## [Stored records]
══════════

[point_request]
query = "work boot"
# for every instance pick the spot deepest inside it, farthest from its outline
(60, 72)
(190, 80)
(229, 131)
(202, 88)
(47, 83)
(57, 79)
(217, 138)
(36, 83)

══════════

## [Given task]
Rewrite the items above, renaming "work boot" as "hiking boot" and leaving every other line intact.

## [Response for this exercise]
[point_request]
query = "hiking boot"
# for every instance pick the spot deepest inside it, farthest from its outline
(60, 72)
(190, 80)
(229, 131)
(202, 88)
(47, 83)
(57, 79)
(217, 138)
(36, 83)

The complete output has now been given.